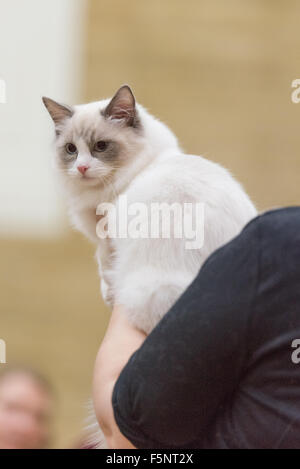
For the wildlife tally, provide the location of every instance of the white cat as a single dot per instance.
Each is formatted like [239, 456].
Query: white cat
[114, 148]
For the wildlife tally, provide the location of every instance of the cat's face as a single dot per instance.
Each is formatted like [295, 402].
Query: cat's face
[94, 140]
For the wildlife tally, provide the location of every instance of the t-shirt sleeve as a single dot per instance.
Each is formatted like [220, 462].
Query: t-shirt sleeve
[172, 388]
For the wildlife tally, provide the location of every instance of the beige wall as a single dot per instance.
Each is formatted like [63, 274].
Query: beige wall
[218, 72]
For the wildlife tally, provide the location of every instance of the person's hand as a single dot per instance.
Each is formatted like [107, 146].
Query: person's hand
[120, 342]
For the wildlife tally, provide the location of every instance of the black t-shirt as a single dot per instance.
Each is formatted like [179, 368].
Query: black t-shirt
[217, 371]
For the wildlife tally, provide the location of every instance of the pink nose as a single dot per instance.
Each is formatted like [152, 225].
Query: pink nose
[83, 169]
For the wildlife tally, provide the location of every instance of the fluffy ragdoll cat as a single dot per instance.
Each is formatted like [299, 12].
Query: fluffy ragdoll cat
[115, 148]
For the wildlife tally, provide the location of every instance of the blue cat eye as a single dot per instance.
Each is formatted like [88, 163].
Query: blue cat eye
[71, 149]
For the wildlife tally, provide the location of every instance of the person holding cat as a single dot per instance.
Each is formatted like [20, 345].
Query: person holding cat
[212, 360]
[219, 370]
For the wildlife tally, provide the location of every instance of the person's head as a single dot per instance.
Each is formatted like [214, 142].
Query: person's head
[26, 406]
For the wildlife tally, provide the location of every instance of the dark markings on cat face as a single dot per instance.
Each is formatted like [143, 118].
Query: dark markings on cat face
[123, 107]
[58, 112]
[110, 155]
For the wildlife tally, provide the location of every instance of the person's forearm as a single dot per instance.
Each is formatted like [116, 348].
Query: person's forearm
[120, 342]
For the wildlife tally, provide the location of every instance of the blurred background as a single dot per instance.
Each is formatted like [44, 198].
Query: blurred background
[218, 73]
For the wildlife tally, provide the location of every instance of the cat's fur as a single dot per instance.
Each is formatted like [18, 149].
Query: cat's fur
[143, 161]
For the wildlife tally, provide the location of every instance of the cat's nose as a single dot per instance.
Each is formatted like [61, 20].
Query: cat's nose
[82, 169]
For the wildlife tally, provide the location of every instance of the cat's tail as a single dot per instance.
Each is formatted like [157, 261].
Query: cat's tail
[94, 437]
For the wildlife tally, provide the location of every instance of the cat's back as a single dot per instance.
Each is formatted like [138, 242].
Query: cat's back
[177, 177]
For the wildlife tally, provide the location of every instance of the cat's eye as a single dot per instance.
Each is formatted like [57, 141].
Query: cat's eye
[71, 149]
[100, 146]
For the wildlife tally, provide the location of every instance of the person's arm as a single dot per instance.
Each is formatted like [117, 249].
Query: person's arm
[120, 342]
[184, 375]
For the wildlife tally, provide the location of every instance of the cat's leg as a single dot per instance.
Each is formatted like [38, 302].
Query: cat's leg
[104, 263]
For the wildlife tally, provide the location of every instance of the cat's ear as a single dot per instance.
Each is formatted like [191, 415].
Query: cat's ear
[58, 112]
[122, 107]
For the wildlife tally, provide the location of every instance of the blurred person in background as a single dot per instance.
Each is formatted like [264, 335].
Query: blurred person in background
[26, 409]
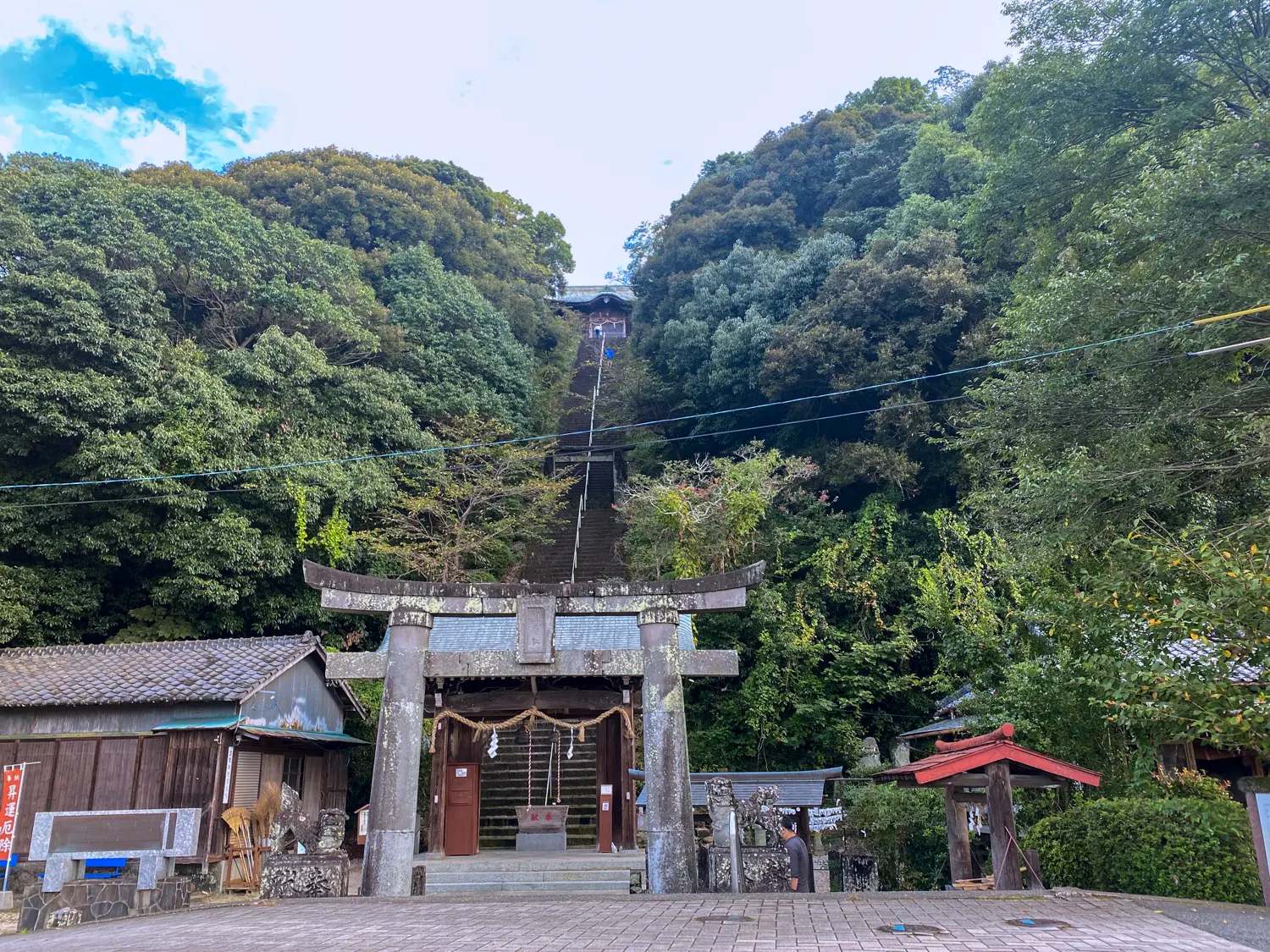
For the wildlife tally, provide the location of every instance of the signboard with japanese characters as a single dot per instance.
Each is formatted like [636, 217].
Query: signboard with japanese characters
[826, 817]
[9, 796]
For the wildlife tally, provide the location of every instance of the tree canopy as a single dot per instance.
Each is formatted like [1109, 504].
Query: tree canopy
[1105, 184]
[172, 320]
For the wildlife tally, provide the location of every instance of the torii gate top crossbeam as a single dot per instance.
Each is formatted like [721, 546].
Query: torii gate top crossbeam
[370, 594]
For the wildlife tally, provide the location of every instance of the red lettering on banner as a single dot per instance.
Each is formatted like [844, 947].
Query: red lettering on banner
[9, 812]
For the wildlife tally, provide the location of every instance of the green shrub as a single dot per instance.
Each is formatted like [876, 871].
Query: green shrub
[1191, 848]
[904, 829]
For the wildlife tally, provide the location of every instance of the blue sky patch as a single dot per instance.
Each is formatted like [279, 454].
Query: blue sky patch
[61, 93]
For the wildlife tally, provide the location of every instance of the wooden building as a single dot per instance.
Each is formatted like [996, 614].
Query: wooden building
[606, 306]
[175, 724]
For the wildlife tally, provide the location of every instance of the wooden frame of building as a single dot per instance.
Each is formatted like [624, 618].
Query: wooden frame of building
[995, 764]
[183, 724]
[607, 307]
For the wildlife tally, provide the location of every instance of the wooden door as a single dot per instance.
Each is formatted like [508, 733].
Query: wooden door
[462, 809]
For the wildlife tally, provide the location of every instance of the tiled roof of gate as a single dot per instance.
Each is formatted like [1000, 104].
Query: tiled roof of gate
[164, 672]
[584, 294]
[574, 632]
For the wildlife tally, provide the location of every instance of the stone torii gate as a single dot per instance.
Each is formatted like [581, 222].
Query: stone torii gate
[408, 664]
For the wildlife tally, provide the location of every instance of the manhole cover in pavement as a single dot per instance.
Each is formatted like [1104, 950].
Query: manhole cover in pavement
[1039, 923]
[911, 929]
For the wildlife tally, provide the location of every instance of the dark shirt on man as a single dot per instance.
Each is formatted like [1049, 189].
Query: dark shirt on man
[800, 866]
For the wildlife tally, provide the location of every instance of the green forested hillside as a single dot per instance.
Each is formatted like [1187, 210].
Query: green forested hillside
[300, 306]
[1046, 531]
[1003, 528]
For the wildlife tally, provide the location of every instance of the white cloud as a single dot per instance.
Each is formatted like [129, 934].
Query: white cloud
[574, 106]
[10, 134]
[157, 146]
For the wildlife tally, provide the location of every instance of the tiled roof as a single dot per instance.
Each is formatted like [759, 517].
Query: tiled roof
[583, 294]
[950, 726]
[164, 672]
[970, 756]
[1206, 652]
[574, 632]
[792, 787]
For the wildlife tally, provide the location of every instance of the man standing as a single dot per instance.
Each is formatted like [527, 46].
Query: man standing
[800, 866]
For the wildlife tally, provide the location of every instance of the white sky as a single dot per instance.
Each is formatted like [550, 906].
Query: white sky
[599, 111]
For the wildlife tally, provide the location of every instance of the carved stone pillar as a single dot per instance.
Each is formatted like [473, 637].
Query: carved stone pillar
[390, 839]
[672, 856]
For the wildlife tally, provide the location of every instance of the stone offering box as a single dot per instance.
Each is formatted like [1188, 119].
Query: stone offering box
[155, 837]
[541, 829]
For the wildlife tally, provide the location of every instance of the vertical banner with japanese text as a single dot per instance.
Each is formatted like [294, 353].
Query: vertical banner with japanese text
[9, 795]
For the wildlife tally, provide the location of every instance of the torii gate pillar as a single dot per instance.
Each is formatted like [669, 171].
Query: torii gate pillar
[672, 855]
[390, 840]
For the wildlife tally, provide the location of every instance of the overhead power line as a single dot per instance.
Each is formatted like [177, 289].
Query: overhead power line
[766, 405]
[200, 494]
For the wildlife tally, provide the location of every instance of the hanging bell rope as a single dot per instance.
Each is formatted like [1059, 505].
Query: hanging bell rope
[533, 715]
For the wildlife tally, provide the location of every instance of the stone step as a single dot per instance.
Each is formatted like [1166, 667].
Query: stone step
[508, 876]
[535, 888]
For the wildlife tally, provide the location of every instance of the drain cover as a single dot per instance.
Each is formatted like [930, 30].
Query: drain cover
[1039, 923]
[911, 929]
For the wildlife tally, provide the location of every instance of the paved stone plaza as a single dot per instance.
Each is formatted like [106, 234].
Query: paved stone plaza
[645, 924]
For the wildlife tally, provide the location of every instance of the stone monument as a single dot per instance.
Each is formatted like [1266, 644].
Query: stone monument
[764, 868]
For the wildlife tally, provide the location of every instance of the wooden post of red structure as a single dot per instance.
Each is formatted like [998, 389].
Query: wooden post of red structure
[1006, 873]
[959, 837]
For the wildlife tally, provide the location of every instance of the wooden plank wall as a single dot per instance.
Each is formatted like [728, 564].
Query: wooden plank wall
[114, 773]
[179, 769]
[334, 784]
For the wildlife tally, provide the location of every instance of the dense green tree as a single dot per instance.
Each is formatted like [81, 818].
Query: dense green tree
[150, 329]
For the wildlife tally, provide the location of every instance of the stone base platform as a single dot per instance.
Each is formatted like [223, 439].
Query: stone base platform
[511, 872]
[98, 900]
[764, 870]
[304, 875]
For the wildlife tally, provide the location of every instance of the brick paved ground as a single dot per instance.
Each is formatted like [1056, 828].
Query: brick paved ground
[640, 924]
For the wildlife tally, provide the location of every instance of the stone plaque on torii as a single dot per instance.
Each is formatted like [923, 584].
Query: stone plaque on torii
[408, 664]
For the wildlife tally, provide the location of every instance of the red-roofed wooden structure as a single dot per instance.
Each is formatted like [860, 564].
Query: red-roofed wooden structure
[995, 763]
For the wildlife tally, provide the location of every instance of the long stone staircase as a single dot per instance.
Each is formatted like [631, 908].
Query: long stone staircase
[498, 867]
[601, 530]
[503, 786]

··········

- What you will do
Locate the line with "tree as a single dot per instance." in the entries above; extract it and every line after it, verbatim.

- Expected answer
For the wildlife tally, provide the location of every instance of the dense green tree as a single dot per instance.
Each is formatted like [81, 818].
Query: dense green tree
[150, 329]
For the wildlife tally, provide the location of every instance of the stone base platform as a single dot per instance.
Each is formatted like [223, 439].
Query: stone base platform
[511, 872]
[98, 900]
[764, 870]
[304, 875]
For the wildlife tally, provide the location of every instance of the brick paved ground as a single dot per instance.
Each is formatted like [1056, 828].
Query: brick paved ground
[640, 924]
For the wildlife tally, provide the location of every instance of the stone plaque on torii as a single dot per instance.
Each is formatted like [923, 584].
Query: stone plaque on torii
[408, 664]
For the wildlife tally, provide the location of every instance of the red-roofed wooden structure as a single dot per instance.
Each is formatted like [860, 564].
Query: red-roofed wooden structure
[995, 763]
For the wildlife tally, provide the location of every instance of the long stone staircase as a single dot per instance.
Each is formatted like [631, 908].
Query: long stone staircase
[498, 867]
[601, 530]
[503, 786]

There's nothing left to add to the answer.